(Items stored from a collection)
_ _ _ _ _

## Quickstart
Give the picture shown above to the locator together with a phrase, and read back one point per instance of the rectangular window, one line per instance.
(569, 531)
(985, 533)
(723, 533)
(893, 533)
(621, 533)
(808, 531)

_ _ _ _ _

The exercise> Repeat the records above word for word, each line unchanged.

Answer to the exercise>
## Quickstart
Give the picture shown above to the locator together with a phrase, and read back one point per instance of the rectangular window, one line per instance.
(569, 531)
(985, 533)
(723, 533)
(893, 533)
(621, 533)
(808, 531)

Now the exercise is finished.